#### Instructions to follow
In each row below, swap "grateful" for "thankful" and leave every other word unchanged.

[Named object pointing rows]
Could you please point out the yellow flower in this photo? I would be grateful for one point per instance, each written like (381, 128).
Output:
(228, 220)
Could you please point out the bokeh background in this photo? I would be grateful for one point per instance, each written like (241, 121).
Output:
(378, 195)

#### Final answer
Could you please point out the yellow flower in this photo? I would be thankful for one point per instance, each written like (381, 128).
Output:
(228, 220)
Could you please point out the bokeh background in this photo? I would be thankful for one point per instance, each written like (241, 121).
Output:
(378, 195)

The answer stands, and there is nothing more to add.